> **DIRECTIONS FOR THIS TASK**
Reproduce all of the data that follows, character for character.

(Beginning of PROVIDED RECORDS)

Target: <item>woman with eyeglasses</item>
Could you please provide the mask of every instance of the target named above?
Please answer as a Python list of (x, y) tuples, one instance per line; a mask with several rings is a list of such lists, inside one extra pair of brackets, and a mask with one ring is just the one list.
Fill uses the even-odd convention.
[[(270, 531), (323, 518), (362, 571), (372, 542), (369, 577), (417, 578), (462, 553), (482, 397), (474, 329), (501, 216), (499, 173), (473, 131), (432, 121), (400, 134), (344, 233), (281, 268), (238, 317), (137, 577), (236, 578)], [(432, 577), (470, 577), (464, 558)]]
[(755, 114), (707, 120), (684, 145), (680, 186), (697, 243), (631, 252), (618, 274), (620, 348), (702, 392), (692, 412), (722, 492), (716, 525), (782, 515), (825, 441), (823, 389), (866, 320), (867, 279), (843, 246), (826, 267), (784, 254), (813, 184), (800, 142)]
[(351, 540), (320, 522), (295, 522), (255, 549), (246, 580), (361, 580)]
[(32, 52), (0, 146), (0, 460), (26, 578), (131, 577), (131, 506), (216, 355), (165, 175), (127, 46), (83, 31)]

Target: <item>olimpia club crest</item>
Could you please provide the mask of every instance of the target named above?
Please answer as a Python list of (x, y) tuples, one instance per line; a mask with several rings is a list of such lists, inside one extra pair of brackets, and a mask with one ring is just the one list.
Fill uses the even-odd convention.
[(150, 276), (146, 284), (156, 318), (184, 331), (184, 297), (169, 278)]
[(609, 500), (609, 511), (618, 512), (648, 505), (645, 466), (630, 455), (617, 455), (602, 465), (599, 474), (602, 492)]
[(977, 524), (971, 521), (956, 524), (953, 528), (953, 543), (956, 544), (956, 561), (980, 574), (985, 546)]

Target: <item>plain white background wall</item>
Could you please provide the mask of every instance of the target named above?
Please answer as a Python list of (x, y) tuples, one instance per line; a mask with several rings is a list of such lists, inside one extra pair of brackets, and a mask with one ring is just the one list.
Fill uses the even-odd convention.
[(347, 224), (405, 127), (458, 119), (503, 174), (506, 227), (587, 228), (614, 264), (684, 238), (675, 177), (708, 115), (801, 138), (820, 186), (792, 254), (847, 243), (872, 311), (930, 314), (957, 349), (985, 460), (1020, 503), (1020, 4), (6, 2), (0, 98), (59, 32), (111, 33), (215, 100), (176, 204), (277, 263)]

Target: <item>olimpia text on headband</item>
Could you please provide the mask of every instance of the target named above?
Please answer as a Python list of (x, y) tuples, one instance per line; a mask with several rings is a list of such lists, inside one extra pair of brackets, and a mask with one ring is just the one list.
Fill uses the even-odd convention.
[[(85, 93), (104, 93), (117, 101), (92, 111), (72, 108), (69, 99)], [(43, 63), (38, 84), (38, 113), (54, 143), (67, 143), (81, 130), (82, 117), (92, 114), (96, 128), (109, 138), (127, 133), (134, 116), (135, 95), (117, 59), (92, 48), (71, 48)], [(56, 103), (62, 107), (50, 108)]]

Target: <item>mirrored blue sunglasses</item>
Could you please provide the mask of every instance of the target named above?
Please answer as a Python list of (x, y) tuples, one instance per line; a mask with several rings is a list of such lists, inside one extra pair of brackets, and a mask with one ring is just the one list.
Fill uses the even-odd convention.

(End of PROVIDED RECORDS)

> **TASK RESULT**
Target: <item>woman with eyeglasses</item>
Could you please provide the mask of every instance of the target named above?
Please answer as a Python list of (x, y) tuples, one instance per line; a mask with several rings is a list of such lists, inside one extra pair of brackets, and a mask with one ring is just the one list.
Fill uses the even-odd convention.
[[(270, 531), (323, 518), (362, 571), (372, 542), (369, 577), (417, 578), (462, 553), (482, 397), (474, 329), (501, 216), (499, 173), (473, 131), (432, 121), (400, 134), (344, 233), (281, 268), (238, 317), (137, 577), (236, 578)], [(432, 577), (470, 577), (464, 558)]]
[(755, 114), (707, 120), (684, 145), (680, 186), (697, 243), (631, 252), (618, 274), (620, 348), (702, 392), (692, 412), (722, 492), (716, 525), (782, 515), (825, 441), (823, 389), (866, 320), (867, 279), (843, 246), (826, 267), (784, 254), (813, 184), (800, 142)]
[(351, 540), (320, 522), (295, 522), (255, 549), (246, 580), (361, 580)]
[(32, 52), (0, 146), (0, 460), (26, 578), (131, 577), (131, 506), (216, 355), (165, 175), (127, 46), (83, 31)]

Target: <item>olimpia club crest</item>
Could you please provide the mask of every instance of the target named above?
Please answer as a Python list of (x, y) tuples, one instance per line; a mask with several rings is a list of such lists, inside one extra pair of brackets, and a mask with one ring is just the one list.
Fill uses the even-odd convention.
[(150, 276), (146, 284), (156, 318), (184, 331), (184, 297), (169, 278)]
[(609, 500), (609, 511), (618, 512), (648, 505), (645, 466), (630, 455), (617, 455), (602, 465), (599, 474), (602, 492)]
[(977, 524), (971, 521), (956, 524), (953, 528), (953, 543), (956, 544), (956, 561), (980, 574), (985, 546)]

Target: <item>plain white background wall</item>
Could you please provide the mask of every instance of the target named above?
Please answer as a Python list of (x, y) tuples, one instance per line; a mask with several rings is a list of such lists, inside one extra pair of brackets, and a mask with one ring is just the one list.
Fill uses the even-odd convention.
[(347, 224), (405, 127), (458, 119), (503, 174), (506, 227), (587, 228), (614, 264), (684, 238), (675, 177), (708, 115), (801, 138), (820, 186), (792, 254), (847, 243), (872, 311), (930, 314), (957, 349), (985, 460), (1020, 503), (1020, 4), (6, 2), (0, 98), (59, 32), (111, 33), (215, 100), (176, 204), (277, 263)]

Target: <item>olimpia text on headband</item>
Could you please provide the mask of every instance of the target named above?
Please answer as a Python list of (x, y) tuples, one instance per line; a mask with several rings is a list of such lists, inside one extra pair of brackets, and a mask with one ring is just the one list.
Fill uses the even-odd convention.
[[(85, 93), (104, 93), (117, 101), (92, 111), (72, 108), (69, 99)], [(43, 63), (38, 84), (38, 113), (54, 143), (67, 143), (81, 130), (82, 117), (92, 114), (96, 128), (109, 138), (127, 133), (134, 116), (135, 95), (117, 59), (92, 48), (71, 48)], [(56, 103), (62, 107), (50, 108)]]

Target: <item>mirrored blue sunglasses</item>
Could you please provide the mask of every instance of the target named above?
Please answer as a Python list of (x, y) tuples, one instance per line; a mask with several rings is a list of such lists, inside one extra pair of brackets, and a mask with one ring is just the one list.
Fill uses the even-odd convention.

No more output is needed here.